• _閱讀文本_:
·····

2.2.1 OpenTelemetryCollector (主要 CRD)

檔案: apis/v1beta1/opentelemetrycollector_types.go

用途: 管理 OpenTelemetry Collector 的部署

支持的部署模式:

const (
    ModeDeployment  Mode = "deployment"   // 標準部署
    ModeDaemonSet   Mode = "daemonset"    // 每個節點一個實例
    ModeStatefulSet Mode = "statefulset"  // 有狀態部署
    ModeSidecar     Mode = "sidecar"      // 注入到其他 Pod
)

功能特性:

  • ✅ 多種部署模式

  • ✅ 自動配置管理(ConfigMap 版本控制)

  • ✅ Target Allocator 集成

  • ✅ HPA 自動擴縮容

  • ✅ 版本自動升級

  • ✅ Ingress/Route 支持

  • ✅ PodMonitor/ServiceMonitor 支持

2.2.2 Instrumentation

檔案: apis/v1alpha1/instrumentation_types.go

用途: 配置自動埋點(Auto-instrumentation)

支持的語言:

  • Java (OpenTelemetry Java Agent)

  • Node.js (OpenTelemetry Node.js)

  • Python (OpenTelemetry Python)

  • .NET (OpenTelemetry .NET)

  • Go (eBPF-based)

  • Apache HTTPD

  • Nginx

2.2.3 TargetAllocator

檔案: apis/v1beta1/targetallocator_types.go

用途: 分配 Prometheus 抓取目標到多個 Collector 實例

分配策略:

  • least-weighted: 最少加權(基於目標數量)

·····

• _所示資料_:
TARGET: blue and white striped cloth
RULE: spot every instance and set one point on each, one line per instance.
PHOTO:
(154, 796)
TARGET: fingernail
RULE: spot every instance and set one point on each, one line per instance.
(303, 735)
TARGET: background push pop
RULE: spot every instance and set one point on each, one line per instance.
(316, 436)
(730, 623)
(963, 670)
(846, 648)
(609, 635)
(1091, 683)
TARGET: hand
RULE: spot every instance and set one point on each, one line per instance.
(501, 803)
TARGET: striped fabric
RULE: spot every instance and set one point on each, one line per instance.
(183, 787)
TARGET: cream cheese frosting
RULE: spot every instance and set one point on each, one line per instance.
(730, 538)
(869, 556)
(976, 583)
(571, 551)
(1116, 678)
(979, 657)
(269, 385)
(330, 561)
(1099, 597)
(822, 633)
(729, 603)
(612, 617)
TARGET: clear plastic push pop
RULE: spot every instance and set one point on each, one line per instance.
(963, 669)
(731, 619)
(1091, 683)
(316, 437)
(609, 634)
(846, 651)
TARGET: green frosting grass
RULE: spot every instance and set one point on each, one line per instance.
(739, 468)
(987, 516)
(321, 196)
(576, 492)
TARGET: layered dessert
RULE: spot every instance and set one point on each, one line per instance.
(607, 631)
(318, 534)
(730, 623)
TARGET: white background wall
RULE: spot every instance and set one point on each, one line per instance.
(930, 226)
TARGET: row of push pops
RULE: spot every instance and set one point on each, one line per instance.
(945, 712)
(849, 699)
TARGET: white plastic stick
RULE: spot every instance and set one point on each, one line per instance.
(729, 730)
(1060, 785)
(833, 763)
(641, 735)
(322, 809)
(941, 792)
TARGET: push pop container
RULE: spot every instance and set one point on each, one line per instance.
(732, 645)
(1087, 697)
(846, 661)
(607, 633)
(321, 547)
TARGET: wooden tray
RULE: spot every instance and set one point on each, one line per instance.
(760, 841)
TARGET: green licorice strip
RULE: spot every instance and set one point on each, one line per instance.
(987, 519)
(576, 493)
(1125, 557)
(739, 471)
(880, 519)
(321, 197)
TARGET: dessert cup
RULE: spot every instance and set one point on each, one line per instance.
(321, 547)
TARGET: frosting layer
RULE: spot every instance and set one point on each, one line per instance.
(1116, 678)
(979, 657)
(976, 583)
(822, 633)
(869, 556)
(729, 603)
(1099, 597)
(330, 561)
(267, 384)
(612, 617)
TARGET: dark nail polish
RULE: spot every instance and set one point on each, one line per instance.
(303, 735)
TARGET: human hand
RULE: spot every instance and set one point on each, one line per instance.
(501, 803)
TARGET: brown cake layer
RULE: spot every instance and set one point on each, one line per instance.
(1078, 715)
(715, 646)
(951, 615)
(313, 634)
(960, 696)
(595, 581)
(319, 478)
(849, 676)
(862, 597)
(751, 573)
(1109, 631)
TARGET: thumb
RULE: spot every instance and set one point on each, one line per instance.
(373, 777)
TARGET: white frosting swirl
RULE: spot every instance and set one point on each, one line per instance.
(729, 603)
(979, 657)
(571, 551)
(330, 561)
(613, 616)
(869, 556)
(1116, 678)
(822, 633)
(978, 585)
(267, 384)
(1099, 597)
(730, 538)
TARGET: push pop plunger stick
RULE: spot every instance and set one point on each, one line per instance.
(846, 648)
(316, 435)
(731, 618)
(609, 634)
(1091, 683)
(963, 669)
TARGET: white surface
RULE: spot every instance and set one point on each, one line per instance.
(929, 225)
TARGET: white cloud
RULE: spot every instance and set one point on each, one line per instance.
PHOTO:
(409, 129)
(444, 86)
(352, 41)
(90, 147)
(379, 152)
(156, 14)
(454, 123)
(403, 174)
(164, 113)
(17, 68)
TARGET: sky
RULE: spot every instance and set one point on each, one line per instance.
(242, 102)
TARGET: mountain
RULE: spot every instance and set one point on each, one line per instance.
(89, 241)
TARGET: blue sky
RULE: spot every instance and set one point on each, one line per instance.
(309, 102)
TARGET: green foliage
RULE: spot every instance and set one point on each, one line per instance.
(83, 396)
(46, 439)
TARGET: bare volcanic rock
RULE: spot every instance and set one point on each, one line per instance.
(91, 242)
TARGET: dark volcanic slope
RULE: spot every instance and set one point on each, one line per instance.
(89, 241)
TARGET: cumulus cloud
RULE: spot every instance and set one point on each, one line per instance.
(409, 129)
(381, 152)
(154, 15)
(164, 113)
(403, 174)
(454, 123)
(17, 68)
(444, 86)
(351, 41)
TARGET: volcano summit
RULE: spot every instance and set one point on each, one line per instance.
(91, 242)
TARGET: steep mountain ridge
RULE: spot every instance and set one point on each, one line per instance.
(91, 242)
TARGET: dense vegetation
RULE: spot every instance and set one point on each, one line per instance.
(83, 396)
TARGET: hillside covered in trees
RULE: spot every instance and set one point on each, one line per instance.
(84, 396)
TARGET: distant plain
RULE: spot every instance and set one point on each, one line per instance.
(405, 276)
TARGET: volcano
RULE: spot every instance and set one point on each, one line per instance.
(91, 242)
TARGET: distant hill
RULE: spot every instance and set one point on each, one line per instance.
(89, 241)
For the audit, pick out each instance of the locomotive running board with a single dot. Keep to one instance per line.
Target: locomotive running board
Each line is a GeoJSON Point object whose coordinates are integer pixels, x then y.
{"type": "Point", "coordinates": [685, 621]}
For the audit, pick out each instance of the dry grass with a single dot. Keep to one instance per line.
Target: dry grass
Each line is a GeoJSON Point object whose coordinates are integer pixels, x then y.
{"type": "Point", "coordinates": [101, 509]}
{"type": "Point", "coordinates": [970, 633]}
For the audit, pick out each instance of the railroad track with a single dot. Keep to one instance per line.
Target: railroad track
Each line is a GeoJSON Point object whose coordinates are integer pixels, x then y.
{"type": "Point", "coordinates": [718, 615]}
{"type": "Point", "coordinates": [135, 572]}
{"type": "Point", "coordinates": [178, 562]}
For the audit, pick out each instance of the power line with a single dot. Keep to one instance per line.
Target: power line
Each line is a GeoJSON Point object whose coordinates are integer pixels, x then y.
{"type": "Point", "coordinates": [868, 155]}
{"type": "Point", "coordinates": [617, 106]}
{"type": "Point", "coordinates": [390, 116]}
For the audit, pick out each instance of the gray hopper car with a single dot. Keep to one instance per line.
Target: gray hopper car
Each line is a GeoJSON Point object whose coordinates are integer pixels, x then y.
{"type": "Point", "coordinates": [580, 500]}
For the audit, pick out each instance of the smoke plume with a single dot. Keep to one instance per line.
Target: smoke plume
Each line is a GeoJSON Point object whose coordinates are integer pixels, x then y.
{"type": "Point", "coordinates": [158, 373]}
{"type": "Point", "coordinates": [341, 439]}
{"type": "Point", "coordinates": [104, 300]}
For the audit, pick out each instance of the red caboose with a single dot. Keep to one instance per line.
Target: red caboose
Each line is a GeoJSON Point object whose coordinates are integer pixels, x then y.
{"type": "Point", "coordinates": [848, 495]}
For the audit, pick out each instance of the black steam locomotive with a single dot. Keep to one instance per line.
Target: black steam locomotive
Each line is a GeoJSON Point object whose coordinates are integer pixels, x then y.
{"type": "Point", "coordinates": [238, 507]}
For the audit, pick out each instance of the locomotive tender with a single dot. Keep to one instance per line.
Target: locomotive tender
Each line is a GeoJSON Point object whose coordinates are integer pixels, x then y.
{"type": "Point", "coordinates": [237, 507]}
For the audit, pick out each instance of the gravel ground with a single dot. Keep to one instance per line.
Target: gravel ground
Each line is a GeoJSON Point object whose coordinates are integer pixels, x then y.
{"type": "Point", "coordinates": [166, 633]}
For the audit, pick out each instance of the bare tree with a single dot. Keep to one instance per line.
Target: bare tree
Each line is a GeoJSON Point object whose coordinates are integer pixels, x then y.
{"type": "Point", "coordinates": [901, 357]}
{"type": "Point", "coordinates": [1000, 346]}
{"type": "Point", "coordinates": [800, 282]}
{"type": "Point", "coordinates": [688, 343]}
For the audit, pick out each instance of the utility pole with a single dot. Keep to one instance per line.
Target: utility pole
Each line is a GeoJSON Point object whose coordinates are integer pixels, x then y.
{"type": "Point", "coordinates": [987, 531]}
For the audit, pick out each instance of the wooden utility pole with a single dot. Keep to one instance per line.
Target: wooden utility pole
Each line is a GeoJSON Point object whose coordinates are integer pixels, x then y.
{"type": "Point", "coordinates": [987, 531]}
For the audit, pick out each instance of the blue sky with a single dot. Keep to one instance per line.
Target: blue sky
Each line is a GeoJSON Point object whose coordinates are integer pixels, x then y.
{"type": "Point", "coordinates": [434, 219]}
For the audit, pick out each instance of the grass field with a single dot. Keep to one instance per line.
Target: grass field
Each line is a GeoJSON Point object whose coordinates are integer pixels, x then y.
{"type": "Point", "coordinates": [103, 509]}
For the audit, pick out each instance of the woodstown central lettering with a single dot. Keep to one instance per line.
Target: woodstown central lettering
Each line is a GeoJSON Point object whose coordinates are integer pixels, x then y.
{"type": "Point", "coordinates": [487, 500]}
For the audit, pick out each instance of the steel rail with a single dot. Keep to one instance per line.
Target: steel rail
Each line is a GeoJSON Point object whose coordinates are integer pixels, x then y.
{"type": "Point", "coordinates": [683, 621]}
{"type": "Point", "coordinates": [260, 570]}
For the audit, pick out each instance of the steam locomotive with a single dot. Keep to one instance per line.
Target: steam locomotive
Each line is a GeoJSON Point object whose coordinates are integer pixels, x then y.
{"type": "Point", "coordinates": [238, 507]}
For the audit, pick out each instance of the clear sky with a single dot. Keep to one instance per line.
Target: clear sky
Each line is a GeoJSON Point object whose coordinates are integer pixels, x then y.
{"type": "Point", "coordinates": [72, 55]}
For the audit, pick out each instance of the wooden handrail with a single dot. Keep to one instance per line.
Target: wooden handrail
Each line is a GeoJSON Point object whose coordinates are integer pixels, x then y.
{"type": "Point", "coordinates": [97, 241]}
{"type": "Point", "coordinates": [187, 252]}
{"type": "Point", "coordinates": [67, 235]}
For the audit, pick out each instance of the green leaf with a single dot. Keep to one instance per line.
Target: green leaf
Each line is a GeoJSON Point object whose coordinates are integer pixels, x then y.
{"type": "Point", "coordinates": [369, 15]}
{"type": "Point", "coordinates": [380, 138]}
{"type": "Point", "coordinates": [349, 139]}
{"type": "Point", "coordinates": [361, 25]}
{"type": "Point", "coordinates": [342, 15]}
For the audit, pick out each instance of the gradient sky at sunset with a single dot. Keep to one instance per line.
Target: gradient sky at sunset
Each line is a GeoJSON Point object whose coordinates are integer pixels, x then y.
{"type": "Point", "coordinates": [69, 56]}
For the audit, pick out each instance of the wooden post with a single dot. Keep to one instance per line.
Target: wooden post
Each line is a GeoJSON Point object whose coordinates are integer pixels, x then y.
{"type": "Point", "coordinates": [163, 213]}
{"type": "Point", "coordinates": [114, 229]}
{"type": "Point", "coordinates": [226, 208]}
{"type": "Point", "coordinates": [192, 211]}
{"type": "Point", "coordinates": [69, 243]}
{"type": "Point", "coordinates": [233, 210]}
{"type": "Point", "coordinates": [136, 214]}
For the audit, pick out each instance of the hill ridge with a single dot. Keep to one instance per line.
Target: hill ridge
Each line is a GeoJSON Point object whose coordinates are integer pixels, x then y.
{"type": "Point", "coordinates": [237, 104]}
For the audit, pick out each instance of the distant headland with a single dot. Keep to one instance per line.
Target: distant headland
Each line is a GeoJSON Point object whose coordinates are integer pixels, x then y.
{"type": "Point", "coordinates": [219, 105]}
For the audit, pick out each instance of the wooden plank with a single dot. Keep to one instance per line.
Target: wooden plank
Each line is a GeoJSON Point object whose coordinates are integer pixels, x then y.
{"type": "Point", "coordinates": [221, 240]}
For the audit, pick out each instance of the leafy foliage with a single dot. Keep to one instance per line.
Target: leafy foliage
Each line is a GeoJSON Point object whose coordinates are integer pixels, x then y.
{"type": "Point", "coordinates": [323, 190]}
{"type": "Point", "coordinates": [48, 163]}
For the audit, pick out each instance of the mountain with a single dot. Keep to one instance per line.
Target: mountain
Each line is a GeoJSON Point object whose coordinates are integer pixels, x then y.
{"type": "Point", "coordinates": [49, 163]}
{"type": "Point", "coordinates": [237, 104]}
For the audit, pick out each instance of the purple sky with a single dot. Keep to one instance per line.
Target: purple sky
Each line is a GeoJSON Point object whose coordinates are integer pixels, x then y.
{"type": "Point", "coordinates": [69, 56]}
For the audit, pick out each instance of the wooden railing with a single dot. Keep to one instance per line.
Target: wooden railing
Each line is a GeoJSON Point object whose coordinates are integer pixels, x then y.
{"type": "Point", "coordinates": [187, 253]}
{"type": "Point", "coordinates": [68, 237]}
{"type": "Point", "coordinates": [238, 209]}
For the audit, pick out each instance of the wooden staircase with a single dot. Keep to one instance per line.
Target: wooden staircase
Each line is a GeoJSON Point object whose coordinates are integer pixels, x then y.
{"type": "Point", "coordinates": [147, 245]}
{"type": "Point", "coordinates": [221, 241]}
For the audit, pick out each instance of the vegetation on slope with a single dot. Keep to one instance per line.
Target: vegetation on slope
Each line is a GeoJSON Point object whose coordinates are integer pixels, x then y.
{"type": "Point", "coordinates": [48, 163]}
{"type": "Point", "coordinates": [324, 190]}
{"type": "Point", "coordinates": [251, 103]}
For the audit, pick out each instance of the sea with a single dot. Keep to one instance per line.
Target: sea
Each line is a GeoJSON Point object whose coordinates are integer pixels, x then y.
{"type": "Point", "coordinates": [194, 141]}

·····

• _練習內容_:
[a] 根據 CRD 說明文字,Instrumentation 定義在哪個檔案中?
[b] 從 CRD 說明文字最後一句之後接著往下寫,沿用原有的格式。

• _逐題答案_:
[a] apis/v1alpha1/instrumentation_types.go

[b]
  • consistent-hashing: 一致性哈希

  • per-node: 每個節點一個 Allocator

2.2.4 OpAMPBridge

檔案: apis/v1alpha1/opampbridge_types.go

用途: 實現 OpAMP 協議,實現遠程管理 Collector


三、CRD 完整剖析與實戰

3.1 CRD 結構深度解析

3.1.1 OpenTelemetryCollector CRD 完整定義

檔案: apis/v1beta1/opentelemetrycollector_types.go:32-145

// +kubebuilder:object:root=true
// +kubebuilder:resource:shortName=otelcol;otelcols
// +kubebuilder:storageversion
// +kubebuilder:subresource:status
// +kubebuilder:subresource:scale:specpath=.spec.replicas,statuspath=.status.scale.replicas,selectorpath=.status.scale.selector
// +kubebuilder:printcolumn:name="Mode",type="string",JSONPath=".spec.mode",description="Deployment Mode"
// +kubebuilder:printcolumn:name="Version",type="string",JSONPath=".status.version",description="OpenTelemetry Version"
// +kubebuilder:printcolumn:name="Ready",type="string",JSONPath=".status.scale.statusReplicas"
// +kubebuilder:printcolumn:name="Age",type="date",JSONPath=".metadata.creationTimestamp"
// +kubebuilder:printcolumn:name="Image",type="string",JSONPath=".status.image"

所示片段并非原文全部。